ACTIONS TO TAKE
- 1) Summarize the drama network notebook below in two sentences.
- 2) Write the next part of the drama network notebook, picking up after its final line.

SELECTION
◇ ◇ ◇

In [30]:
import requests
import getpass
import re
import unidecode
import csv
import os
import random
from collections import deque

**The function implementing the original idea to work with the whole Drama Corpus data**: network data for each play mined via the API, recorded into separate file for each sub-corpus.

In [None]:
def get_network_metrics():
    url_base = 'http://dracor.org/api/corpora/'

    r = requests.get(url_base)
    corpora = [item for item in r.json()]
    
    with open('canon.csv', 'w', newline='') as canoncsv:
        fieldnames = ['name', 'size', 'diameter',
                      'density', 'averageClustering',
                      'averagePathLength', 'maxDegree']
        canonwriter = csv.DictWriter(canoncsv, fieldnames=fieldnames, delimiter=';')
        canonwriter.writeheader()

    for corpus in corpora:
        print(corpus['name'])
        fname = corpus['name'] + '.csv'
    
        r = requests.get(url_base + corpus['name'])
        dramas = [drama['name'] for drama in r.json()['dramas']]
        
        if not os.path.exists(fname):
            with open(fname, 'w', newline='') as csvfile:
                fieldnames = ['name', 'size', 'diameter', 
                              'density', 'averageClustering', 
                              'averagePathLength', 'maxDegree']
                writer = csv.DictWriter(csvfile, fieldnames=fieldnames, delimiter=';')
                writer.writeheader()

                for drama in dramas:
                    print(drama)
                    r = requests.get(url_base + corpus['name'] + 
                                     '/play/' + drama + '/metrics')

                    metrics = r.json()          
                    writer.writerow({fieldname: metrics[fieldname] for fieldname in fieldnames})

get_network_metrics()

Downloading the network data for the subset of drama corpus constituting the minimal canon of European drama as assembled by F.Fischer et al. for the poster contribution to DH2018 via the repository at https://github.com/lehkost/dramenquartett

In [26]:
username = 'wildlighted'
password = getpass.getpass()

········


In [None]:
def get_canon_plays(): 
    
    r = requests.get('https://raw.githubusercontent.com/lehkost/dramenquartett/' \
                     'master/dh2018-mexico/brecht_beats_shakespeare_data.csv')
    raw_text = r.text
    text = unidecode.unidecode(raw_text.lower())
    plays = text.split('\n')[1:-1]
    return plays
         
plays = get_canon_plays()

The data unified, cleaned and assembled into a dataset of different format for further work.

◇ ◇ ◇

(A run of records)
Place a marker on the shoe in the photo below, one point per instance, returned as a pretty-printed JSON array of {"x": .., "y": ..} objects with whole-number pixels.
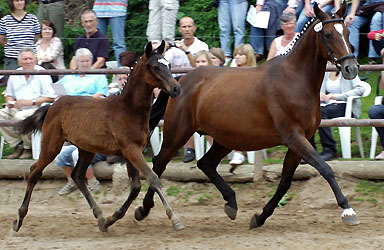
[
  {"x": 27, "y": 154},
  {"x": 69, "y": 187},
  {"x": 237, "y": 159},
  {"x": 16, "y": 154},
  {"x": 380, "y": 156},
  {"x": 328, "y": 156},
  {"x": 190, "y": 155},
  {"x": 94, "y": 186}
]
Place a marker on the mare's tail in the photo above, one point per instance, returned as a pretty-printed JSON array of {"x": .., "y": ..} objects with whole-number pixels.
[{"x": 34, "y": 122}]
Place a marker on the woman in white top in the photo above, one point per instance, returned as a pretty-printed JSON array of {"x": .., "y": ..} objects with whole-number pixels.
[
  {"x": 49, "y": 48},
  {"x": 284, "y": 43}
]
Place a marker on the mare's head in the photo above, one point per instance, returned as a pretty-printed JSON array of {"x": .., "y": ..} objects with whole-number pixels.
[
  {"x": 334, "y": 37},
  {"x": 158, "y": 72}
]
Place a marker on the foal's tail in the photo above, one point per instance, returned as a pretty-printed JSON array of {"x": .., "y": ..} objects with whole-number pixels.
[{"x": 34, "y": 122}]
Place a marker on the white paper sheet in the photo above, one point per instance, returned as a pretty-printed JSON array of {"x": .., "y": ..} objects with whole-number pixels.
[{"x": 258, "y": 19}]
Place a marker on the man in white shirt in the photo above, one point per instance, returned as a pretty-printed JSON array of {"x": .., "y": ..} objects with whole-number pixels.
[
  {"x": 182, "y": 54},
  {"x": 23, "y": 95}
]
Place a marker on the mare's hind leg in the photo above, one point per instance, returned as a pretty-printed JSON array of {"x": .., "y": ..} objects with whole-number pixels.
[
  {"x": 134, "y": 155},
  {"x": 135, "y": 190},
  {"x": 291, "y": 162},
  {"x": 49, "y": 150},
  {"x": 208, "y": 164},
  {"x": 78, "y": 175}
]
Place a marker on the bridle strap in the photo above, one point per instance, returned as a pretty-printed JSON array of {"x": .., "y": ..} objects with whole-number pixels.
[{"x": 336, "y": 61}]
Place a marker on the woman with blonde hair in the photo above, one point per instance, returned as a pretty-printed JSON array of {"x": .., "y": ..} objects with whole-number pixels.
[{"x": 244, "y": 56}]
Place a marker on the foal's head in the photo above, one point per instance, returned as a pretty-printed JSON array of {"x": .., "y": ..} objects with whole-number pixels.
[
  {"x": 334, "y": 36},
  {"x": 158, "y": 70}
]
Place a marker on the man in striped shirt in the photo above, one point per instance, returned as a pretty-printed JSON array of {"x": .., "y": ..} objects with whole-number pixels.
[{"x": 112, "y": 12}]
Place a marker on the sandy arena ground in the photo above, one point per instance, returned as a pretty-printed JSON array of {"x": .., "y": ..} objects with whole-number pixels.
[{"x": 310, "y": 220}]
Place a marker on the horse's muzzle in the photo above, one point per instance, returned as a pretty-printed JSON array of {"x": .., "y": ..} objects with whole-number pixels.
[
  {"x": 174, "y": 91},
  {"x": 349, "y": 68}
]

◇ ◇ ◇

SOLVED PROBLEMS
- 1) A function mines network data for each play in the whole Drama Corpus through the API and records it into a separate file for each sub-corpus. The network data for the subset that makes up the minimal canon of European drama, assembled by F. Fischer et al. for a DH2018 poster, is downloaded from a repository, and the data is unified, cleaned and assembled into a dataset of a different format for further work.

- 2)
In [31]:
def write_canon():
    
    with open ('canon.csv', 'w', encoding='utf-8') as f:
        fieldnames = ['id', 'name', 'size', 'diameter',
                          'density', 'averageClustering',
                          'averagePathLength', 'maxDegree']
        f.write((';'.join(fieldnames)+'\n'))
        
        id = 1
        for line in plays:
            fields = re.split(',(?!\d+"|\s\w+)', line)
            author = fields[0].split()[-1]
            title = '-'.join(re.sub('[^\w\d\s]+', '', fields[1]).split())
            name = author + '-' + title
            metrics = [field.strip('"') for field in fields[5:-1]]
            metrics = [re.sub(',', '.', metric) for metric in metrics]
            f.write(str(id) + ';' + name + ';' + ';'.join(metrics) + '\n')
            id += 1

if not os.path.exists('canon.csv'):
    write_canon()        

Average value for each of the six metrics calculated.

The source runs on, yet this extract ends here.